[DO THIS]: What follows is a listing; restate every line of it word for word.

[INPUT ROWS]:
------------------------------------------------------------------------

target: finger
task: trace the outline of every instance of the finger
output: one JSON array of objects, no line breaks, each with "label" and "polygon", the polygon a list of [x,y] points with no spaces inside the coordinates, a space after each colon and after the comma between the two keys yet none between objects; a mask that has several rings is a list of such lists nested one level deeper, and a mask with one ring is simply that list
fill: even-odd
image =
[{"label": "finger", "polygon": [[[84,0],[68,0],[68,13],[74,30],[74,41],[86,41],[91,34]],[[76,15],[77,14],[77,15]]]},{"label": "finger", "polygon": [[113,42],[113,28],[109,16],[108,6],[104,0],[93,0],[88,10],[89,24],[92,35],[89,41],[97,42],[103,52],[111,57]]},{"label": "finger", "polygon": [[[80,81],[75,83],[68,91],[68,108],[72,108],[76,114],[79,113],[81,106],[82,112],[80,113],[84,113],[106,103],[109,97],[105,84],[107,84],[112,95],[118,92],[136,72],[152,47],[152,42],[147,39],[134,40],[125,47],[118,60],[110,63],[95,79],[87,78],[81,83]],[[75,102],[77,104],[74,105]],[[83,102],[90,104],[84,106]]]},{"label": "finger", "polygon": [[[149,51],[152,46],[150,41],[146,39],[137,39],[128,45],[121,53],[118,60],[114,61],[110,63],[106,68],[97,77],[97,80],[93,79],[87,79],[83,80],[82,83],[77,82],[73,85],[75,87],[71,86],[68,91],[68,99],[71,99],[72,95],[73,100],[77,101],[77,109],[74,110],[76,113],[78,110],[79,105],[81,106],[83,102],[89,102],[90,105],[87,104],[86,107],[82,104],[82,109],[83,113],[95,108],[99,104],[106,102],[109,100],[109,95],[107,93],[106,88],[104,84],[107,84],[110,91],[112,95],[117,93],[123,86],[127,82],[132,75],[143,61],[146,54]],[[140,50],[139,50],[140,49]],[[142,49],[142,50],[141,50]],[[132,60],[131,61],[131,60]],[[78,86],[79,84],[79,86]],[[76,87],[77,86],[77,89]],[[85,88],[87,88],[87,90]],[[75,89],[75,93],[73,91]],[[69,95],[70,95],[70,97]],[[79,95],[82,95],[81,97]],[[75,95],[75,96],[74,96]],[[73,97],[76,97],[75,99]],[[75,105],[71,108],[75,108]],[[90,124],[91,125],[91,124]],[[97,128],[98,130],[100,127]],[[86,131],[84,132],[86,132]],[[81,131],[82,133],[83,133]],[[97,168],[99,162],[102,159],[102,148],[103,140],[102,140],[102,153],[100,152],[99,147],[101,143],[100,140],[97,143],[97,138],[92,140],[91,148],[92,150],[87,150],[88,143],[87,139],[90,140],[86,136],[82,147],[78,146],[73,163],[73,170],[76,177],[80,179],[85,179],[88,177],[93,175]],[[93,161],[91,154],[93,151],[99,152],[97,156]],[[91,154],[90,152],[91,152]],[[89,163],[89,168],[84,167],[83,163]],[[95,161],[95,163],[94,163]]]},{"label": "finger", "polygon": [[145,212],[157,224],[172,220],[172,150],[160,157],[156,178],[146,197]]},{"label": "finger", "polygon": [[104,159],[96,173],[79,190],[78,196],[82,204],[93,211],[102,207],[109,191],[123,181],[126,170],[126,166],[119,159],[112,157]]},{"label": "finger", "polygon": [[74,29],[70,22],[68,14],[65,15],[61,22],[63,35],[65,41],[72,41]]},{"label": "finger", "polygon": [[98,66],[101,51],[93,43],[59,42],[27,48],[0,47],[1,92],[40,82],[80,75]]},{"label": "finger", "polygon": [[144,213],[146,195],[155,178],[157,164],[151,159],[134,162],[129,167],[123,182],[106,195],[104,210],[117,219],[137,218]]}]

------------------------------------------------------------------------

[TASK OUTPUT]:
target: finger
task: trace the outline of every instance of the finger
output: one JSON array of objects, no line breaks, each with "label" and "polygon", the polygon a list of [x,y] points with no spaces inside the coordinates, a space after each colon and after the comma between the two keys yet none between objects; a mask that has several rings is a list of such lists nested one level deeper, and a mask with one ring is simply that list
fill: even-odd
image =
[{"label": "finger", "polygon": [[[84,0],[68,0],[68,13],[74,30],[74,41],[86,41],[91,34]],[[76,15],[77,14],[77,15]]]},{"label": "finger", "polygon": [[113,42],[113,28],[109,16],[108,6],[104,0],[93,0],[88,10],[89,24],[92,35],[89,41],[97,42],[103,52],[111,57]]},{"label": "finger", "polygon": [[[80,81],[75,83],[68,91],[68,108],[72,108],[76,114],[79,113],[81,106],[82,112],[80,113],[84,113],[106,103],[109,97],[105,84],[107,84],[112,95],[118,92],[136,72],[152,47],[152,42],[147,39],[134,40],[125,47],[118,60],[110,63],[95,79],[87,78],[81,83]],[[75,102],[77,104],[74,105]],[[83,102],[90,104],[84,106]]]},{"label": "finger", "polygon": [[[149,51],[152,46],[150,41],[146,39],[137,39],[128,45],[121,53],[118,60],[114,61],[110,63],[106,68],[97,77],[97,80],[93,79],[87,79],[83,80],[82,83],[77,82],[73,85],[75,87],[71,86],[68,91],[68,99],[71,99],[72,95],[73,100],[77,101],[77,109],[74,110],[76,113],[78,110],[79,105],[81,106],[83,102],[89,102],[90,105],[87,104],[86,107],[82,104],[82,109],[83,113],[95,108],[99,104],[106,102],[109,100],[109,95],[107,93],[106,88],[104,84],[107,84],[110,91],[112,95],[117,93],[123,86],[127,82],[132,75],[143,61],[146,54]],[[140,50],[139,50],[140,49]],[[142,49],[142,50],[141,50]],[[132,60],[131,61],[131,60]],[[78,86],[79,84],[79,86]],[[76,87],[77,86],[77,89]],[[85,88],[87,88],[87,90]],[[75,89],[75,93],[73,91]],[[69,95],[70,95],[70,97]],[[79,95],[82,95],[81,97]],[[75,95],[75,96],[74,96]],[[73,97],[76,97],[75,99]],[[75,105],[71,108],[75,108]],[[90,124],[91,125],[91,124]],[[97,128],[98,130],[100,127]],[[86,131],[84,132],[86,132]],[[81,131],[82,133],[83,133]],[[97,168],[99,162],[102,159],[102,148],[103,140],[102,140],[102,153],[100,152],[99,147],[101,143],[100,140],[97,143],[97,138],[92,140],[91,148],[92,150],[87,150],[88,143],[87,139],[90,140],[86,136],[82,147],[78,146],[73,163],[73,170],[76,177],[80,179],[85,179],[88,177],[93,175]],[[93,161],[91,154],[93,151],[99,152],[97,156]],[[91,154],[90,152],[91,152]],[[89,163],[89,168],[84,167],[83,163]],[[95,161],[95,163],[94,163]]]},{"label": "finger", "polygon": [[145,212],[157,224],[172,220],[172,150],[160,157],[156,178],[146,197]]},{"label": "finger", "polygon": [[104,159],[96,173],[79,190],[78,196],[82,204],[93,211],[102,207],[109,191],[123,181],[126,170],[126,166],[119,159],[112,157]]},{"label": "finger", "polygon": [[74,29],[70,22],[68,14],[65,15],[61,22],[63,35],[65,41],[72,41]]},{"label": "finger", "polygon": [[98,66],[101,51],[93,43],[59,42],[27,48],[0,47],[1,92],[40,82],[80,75]]},{"label": "finger", "polygon": [[144,213],[146,195],[155,178],[157,164],[151,159],[134,162],[129,167],[123,182],[106,195],[104,210],[117,219],[137,218]]}]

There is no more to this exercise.